PASSAGE SHOWN
--- START ---
Ireland has a proud history in particle physics. Waterford native and Trinity graduate Ernest Walton built a particle accelerator in the 1930s and became the first person to split the atom. “Given the history of Ireland in nuclear and particle physics, it will be a natural step for Ireland to come closer to Cern,” says Emmanuel Tsesmelis from Cern’s international relations office in Geneva, Switzerland – noting how Walton’s pioneering work was a forerunner of Cern’s activities.

Cern’s Large Hadron Collider smashes two streams of protons travelling in opposite directions together. It takes 90 microseconds for the protons to zip around a 27km circuit below the Swiss-French border at close to the speed of light. The aftermath of the collisions are recorded by detectors and the results processed and stored in huge databanks.

Dark matter

Cern experiments continue to ask child-like questions of mind-blowing significance. Are there extra dimensions, what is dark matter made of, and what happened in the first millionth of a second after the Big Bang? Basically how does the universe work. “The big questions continue to excite school kids and the public,’ says McNulty, “and are part of what makes us human.”
--- END ---
EXERCISE
Pick up the passage about Ireland and Cern after its last sentence and carry it on in the same style.

PROVIDED INFORMATION
--- START ---
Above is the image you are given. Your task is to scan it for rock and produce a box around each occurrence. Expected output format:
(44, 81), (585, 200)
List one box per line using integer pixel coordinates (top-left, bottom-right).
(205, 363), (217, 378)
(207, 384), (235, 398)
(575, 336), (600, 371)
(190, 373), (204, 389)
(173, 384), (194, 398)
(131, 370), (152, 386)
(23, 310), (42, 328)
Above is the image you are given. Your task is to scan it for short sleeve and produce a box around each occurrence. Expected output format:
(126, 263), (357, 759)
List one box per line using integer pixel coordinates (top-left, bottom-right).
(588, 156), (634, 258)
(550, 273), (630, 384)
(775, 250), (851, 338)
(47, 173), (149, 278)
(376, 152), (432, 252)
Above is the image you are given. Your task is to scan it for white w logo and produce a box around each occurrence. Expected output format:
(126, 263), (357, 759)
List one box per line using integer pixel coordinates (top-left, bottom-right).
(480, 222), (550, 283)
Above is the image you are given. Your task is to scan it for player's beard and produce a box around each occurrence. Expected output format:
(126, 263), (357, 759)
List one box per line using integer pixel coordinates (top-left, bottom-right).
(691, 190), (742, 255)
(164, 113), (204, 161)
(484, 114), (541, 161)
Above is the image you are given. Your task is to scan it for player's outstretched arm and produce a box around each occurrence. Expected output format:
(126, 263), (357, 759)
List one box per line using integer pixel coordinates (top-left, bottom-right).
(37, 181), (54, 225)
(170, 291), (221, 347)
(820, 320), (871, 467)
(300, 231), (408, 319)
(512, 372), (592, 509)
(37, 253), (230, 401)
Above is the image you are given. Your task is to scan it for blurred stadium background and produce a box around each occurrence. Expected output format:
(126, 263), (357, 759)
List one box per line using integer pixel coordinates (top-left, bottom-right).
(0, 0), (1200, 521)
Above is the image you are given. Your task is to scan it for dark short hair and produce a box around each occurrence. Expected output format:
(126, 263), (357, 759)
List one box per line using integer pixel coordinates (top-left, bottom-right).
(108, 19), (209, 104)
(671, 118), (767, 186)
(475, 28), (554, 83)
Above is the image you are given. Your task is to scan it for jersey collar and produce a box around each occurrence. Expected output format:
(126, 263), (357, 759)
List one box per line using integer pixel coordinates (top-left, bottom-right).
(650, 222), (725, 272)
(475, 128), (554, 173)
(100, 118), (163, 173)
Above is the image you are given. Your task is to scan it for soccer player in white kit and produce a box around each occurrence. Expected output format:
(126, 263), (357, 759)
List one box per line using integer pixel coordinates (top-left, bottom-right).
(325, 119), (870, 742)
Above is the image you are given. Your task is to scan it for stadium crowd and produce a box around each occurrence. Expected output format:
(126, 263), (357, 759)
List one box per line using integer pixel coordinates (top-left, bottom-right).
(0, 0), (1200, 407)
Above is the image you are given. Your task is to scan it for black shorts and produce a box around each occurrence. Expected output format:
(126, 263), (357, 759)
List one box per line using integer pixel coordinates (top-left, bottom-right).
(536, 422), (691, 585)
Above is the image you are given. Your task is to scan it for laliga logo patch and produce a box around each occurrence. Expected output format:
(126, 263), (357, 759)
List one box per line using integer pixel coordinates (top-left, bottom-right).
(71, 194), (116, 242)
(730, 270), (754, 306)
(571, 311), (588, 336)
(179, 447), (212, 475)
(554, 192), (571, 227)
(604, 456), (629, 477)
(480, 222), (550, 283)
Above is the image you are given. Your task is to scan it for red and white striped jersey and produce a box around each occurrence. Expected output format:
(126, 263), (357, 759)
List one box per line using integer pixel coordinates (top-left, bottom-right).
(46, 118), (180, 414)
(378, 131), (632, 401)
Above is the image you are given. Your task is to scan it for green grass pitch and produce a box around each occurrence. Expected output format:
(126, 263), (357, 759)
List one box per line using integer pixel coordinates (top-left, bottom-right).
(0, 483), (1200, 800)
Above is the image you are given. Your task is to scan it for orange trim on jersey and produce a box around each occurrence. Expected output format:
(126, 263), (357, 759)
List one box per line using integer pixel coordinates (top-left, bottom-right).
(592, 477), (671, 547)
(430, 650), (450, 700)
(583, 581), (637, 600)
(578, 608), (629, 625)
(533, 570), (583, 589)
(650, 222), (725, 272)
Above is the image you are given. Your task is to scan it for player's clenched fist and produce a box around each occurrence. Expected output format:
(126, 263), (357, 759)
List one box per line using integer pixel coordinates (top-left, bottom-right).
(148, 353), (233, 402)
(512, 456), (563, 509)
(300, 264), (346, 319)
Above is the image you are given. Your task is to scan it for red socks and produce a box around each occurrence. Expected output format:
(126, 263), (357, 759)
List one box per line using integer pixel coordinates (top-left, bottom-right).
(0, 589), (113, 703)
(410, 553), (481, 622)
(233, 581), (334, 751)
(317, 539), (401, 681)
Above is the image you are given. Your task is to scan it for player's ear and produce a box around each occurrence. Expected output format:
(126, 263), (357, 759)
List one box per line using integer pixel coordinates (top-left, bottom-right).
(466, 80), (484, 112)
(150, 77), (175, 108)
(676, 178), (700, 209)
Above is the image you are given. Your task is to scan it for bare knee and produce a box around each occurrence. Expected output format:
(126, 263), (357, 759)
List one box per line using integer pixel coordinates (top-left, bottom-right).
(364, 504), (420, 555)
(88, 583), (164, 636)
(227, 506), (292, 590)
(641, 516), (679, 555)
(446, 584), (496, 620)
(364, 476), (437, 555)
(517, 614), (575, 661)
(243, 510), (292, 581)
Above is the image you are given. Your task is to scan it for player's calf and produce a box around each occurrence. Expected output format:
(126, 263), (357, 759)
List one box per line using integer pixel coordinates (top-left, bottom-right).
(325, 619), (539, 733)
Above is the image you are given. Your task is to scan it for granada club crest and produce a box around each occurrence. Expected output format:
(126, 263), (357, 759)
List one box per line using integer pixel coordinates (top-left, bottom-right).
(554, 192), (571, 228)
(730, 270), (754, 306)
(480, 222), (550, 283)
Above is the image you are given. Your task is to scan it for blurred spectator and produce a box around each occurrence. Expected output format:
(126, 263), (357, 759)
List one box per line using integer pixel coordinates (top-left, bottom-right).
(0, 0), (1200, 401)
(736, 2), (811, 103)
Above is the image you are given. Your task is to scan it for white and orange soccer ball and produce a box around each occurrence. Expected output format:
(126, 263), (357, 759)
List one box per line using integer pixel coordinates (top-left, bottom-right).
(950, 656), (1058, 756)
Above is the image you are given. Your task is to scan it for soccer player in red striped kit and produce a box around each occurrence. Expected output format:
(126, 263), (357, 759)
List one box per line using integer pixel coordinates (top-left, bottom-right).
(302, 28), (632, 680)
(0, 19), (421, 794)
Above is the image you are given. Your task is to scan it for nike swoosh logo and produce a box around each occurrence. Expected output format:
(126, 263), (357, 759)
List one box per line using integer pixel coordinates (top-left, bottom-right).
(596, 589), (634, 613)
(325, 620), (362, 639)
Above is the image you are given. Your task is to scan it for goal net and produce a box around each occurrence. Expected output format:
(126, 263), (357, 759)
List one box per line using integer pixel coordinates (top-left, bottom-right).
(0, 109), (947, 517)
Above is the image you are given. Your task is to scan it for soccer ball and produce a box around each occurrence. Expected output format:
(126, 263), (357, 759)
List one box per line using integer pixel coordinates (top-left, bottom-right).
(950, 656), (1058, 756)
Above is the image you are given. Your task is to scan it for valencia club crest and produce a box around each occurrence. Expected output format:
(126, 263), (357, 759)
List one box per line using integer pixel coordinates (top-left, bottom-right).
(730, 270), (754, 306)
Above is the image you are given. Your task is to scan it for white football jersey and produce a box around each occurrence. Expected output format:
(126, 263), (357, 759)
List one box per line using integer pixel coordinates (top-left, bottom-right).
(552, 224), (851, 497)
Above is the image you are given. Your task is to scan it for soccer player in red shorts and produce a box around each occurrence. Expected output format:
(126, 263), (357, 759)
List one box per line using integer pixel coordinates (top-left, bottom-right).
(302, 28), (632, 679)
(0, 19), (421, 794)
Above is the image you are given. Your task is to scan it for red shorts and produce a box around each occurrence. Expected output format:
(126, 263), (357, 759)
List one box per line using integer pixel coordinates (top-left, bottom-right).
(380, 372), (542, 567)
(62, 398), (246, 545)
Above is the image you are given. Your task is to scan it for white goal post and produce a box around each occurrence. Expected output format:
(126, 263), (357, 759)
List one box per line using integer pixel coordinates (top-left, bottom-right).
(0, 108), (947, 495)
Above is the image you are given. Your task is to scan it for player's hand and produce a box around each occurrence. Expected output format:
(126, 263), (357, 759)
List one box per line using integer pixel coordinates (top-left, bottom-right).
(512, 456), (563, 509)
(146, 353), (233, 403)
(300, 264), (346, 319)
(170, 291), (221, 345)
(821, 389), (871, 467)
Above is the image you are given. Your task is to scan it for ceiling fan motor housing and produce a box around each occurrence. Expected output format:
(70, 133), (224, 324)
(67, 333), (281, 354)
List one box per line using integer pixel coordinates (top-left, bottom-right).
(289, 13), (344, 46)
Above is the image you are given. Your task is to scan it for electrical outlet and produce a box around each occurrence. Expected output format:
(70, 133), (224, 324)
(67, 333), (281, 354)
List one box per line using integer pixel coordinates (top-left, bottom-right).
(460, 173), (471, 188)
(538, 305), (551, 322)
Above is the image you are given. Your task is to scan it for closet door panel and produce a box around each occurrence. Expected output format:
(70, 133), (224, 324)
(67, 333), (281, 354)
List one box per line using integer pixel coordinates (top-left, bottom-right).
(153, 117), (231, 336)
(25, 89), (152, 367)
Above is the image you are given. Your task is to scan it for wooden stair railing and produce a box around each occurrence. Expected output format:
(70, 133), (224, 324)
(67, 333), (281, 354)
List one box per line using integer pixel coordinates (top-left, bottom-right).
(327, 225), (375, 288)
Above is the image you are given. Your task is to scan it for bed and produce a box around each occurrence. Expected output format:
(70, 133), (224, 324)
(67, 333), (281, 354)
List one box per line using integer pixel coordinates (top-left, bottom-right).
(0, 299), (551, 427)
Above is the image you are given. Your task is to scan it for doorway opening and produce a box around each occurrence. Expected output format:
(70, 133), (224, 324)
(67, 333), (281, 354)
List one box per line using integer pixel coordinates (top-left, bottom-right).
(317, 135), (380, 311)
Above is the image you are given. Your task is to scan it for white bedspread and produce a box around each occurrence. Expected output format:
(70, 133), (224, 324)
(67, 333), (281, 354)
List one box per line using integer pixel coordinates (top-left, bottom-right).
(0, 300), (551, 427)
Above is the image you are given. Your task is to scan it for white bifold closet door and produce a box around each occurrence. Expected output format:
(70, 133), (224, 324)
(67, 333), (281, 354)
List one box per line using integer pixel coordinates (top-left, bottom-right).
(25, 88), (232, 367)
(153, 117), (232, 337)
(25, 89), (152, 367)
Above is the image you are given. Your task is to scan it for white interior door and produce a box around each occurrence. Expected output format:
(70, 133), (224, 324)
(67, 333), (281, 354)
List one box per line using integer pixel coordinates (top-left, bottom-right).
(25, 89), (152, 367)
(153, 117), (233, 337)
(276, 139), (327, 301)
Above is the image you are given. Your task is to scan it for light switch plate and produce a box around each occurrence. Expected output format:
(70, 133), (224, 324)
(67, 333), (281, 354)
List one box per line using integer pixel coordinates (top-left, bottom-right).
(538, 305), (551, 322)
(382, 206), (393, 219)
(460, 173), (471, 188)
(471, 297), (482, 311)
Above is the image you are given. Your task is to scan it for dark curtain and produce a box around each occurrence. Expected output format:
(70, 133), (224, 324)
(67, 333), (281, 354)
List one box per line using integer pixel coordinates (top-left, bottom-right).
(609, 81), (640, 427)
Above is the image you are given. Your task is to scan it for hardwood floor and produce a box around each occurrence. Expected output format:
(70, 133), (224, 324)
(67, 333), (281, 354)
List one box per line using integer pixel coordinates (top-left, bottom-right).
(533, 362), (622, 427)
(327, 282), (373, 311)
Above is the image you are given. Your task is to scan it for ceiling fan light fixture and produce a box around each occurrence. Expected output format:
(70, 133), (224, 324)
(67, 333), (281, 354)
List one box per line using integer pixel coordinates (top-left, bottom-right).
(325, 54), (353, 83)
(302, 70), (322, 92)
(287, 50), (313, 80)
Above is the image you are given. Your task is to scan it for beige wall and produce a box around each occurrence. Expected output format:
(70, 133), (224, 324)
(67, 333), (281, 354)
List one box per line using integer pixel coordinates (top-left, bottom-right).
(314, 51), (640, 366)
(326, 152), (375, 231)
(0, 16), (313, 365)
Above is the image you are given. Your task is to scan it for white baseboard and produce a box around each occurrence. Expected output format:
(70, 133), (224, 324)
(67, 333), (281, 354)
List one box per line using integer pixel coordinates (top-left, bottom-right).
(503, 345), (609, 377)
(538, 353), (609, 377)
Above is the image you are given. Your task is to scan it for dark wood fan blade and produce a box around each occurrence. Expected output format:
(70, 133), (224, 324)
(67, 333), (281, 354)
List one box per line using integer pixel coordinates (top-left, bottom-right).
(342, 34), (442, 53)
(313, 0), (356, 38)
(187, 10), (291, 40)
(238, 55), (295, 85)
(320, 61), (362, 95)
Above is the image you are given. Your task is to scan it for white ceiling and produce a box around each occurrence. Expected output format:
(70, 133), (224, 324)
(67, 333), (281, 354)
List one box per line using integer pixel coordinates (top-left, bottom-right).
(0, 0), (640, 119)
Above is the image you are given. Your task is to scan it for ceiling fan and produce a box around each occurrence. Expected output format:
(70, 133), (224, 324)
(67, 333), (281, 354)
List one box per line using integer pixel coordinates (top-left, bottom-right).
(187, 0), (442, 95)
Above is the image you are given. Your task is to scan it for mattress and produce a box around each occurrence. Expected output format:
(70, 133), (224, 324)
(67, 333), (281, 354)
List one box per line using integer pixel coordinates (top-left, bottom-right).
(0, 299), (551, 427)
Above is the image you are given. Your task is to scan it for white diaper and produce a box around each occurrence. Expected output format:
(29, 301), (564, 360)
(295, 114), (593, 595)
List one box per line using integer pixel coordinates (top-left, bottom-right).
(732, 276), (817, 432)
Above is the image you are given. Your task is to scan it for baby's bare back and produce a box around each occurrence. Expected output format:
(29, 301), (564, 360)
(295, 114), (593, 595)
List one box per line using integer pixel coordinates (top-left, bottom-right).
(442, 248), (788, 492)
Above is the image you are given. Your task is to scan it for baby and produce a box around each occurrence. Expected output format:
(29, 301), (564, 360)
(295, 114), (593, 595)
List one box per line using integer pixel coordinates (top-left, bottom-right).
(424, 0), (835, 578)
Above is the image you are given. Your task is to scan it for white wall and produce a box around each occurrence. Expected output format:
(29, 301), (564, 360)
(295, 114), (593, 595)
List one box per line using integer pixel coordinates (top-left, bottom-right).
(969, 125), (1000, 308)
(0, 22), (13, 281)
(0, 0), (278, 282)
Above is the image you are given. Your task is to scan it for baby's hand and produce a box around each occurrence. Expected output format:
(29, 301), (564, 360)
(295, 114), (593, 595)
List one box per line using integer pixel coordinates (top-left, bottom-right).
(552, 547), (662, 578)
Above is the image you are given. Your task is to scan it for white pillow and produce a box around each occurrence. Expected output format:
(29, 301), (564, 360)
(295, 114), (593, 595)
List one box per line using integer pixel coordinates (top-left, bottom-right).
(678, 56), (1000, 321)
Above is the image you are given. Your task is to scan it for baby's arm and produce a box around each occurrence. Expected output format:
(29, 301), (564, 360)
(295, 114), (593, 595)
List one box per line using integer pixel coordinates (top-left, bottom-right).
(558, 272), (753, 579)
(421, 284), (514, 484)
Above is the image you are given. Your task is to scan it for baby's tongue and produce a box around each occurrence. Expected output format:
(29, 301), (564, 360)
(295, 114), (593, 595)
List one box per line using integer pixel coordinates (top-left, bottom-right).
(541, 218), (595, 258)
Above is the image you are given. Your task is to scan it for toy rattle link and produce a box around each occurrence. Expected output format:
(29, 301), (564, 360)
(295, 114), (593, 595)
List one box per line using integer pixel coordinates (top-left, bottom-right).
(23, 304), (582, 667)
--- END ---
EXERCISE ANSWER
The Higgs boson (aka, the God particle) was first observed at Cern in 2012. Proposed in the 1960s with little fanfare, confirmation of the Higgs’ existence saw two theoretical physicists awarded the Nobel Prize for physics in 2013 for this early work. The Higgs was needed for the best explanation physicists have for how the universe works (the so-called standard model).

Though it creates new knowledge, there’s an economic dividend too from Cern. “You can’t be part of that knowledge unless you are in the club creating it,” says McNulty. He is critical of Ireland’s attitude to science: we want to jump on the bandwagon and spin-off new knowledge to make money, but it is difficult to be a leader if you are not part of the knowledge creation.

Lithuania joined Cern early this year as an associate member, while Estonia and Latvia have begun the process of joining. Ireland is left in the company of Malta, Luxembourg and Iceland; none of which has a substantial particle physics community.

“If you look at the map of Europe, Ireland does stand out now in not being a member or associate member [of Cern],” says Tsesmelis. “A lot of the remaining countries like the Baltic States and countries in the southeast of Europe have joined.”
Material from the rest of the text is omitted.